AIM OF THE EXERCISE: Pull out the rows below from the line containing "of the distant" through the line containing "the deer leg", both ends included, and reproduce them word for word.

= = = = =

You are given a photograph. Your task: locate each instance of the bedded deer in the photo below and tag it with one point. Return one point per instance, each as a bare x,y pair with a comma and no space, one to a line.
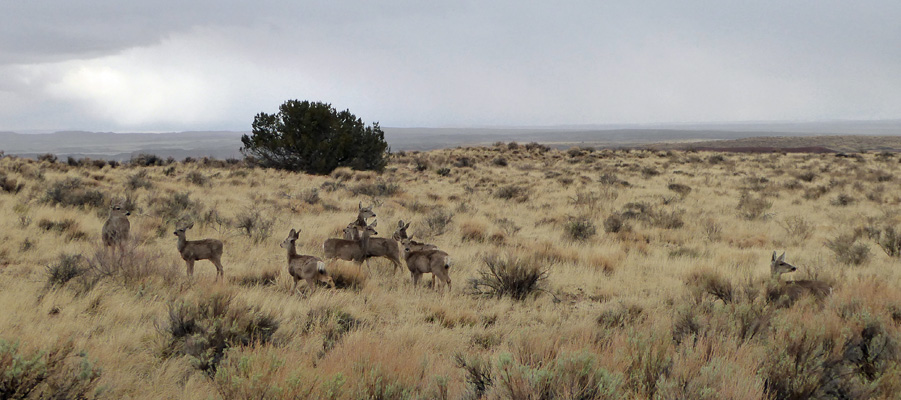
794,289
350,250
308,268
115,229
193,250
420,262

= = = = =

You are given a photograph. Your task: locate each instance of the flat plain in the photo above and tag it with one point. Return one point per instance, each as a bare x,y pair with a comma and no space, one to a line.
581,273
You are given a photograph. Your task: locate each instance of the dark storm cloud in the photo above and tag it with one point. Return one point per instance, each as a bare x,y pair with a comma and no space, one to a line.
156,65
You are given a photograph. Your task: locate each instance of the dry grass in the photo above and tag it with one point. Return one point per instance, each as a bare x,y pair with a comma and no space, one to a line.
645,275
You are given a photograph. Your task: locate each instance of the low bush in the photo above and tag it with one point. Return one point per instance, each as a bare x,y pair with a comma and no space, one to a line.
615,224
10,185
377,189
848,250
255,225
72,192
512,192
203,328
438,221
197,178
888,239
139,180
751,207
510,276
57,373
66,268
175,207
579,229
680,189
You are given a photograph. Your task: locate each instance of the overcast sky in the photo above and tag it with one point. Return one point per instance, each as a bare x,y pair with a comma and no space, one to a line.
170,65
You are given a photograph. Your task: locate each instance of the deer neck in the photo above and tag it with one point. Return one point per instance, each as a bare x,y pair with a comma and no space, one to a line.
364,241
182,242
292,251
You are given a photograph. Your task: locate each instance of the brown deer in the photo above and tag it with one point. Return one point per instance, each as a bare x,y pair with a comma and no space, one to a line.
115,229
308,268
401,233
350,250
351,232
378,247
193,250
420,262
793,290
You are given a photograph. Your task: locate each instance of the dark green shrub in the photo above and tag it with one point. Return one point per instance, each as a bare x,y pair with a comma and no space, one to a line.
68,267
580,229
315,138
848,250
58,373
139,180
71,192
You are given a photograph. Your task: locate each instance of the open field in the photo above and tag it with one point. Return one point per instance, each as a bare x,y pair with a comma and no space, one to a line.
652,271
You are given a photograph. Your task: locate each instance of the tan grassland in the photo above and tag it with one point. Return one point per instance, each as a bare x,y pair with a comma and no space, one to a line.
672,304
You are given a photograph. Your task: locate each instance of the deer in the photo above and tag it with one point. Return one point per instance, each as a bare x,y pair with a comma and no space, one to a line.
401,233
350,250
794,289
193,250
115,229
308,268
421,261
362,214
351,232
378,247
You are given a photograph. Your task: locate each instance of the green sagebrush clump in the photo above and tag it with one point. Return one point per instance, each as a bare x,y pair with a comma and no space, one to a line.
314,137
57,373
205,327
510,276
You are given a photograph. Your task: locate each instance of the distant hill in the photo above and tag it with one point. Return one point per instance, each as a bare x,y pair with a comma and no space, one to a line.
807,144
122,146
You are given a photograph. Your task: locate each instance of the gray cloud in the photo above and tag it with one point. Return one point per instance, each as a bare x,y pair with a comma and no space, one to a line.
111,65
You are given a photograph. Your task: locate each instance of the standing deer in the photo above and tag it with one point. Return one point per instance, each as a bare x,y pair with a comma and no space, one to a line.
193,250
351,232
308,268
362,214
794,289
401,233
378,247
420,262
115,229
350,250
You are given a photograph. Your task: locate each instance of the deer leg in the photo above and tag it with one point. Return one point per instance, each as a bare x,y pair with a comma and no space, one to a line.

= = = = =

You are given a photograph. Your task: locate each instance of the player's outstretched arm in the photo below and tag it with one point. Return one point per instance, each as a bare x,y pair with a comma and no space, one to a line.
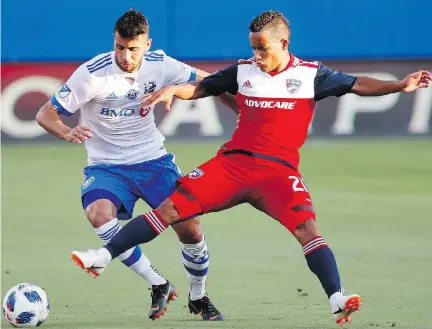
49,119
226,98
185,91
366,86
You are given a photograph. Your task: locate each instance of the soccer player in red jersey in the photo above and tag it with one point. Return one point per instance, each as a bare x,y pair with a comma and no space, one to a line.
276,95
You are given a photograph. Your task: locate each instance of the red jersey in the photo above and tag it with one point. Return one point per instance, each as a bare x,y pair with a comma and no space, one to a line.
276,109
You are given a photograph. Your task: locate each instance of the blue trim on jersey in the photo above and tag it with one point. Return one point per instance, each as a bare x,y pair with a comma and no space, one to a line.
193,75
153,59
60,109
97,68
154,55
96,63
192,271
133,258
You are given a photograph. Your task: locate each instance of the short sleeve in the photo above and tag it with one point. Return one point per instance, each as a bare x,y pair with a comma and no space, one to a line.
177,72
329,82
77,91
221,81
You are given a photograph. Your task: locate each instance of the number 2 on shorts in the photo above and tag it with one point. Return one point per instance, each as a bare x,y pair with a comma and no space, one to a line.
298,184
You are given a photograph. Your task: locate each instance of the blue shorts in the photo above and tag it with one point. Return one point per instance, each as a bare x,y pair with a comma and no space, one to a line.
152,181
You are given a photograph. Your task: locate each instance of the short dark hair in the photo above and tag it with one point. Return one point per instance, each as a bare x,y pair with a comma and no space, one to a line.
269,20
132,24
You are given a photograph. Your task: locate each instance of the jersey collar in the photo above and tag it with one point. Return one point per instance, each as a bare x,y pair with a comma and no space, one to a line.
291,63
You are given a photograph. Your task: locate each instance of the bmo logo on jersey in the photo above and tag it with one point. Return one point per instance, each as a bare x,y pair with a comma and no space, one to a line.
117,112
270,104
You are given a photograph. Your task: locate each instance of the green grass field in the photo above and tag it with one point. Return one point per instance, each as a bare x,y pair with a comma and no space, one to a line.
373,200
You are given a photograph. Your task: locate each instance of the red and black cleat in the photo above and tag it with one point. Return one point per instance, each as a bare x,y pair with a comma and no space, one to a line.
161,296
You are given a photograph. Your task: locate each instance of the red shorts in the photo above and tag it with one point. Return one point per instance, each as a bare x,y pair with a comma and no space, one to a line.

= = = = =

THE REPLY:
You are given a photograph. Your task: locate each instance of the distant hill in the photo above and tag it with one point. Return one point per instance, each as a bare x,y pair with a comma and no space, one to a line.
807,144
122,146
You are given a photograph. Your task: locate each instance of the gray cloud in the photo above and tag it with one point. Return one point per instance, each as a bare x,y pair with a comma and no space, one to a line.
111,65
You are given a photograph. Your task: locate each instance of the standing deer in the photo above and tag it with one point. Return one point per instance, each as a bare x,y pair with a comma and no space, one to a line.
193,250
351,232
308,268
362,214
794,289
401,233
378,247
420,262
115,229
350,250
You are given a photograph. Your task: locate each instance of the deer leg in the photo above and tag it with one point. Return one point per instance, each as a bare x,y pair with a comma and no space, one to a line.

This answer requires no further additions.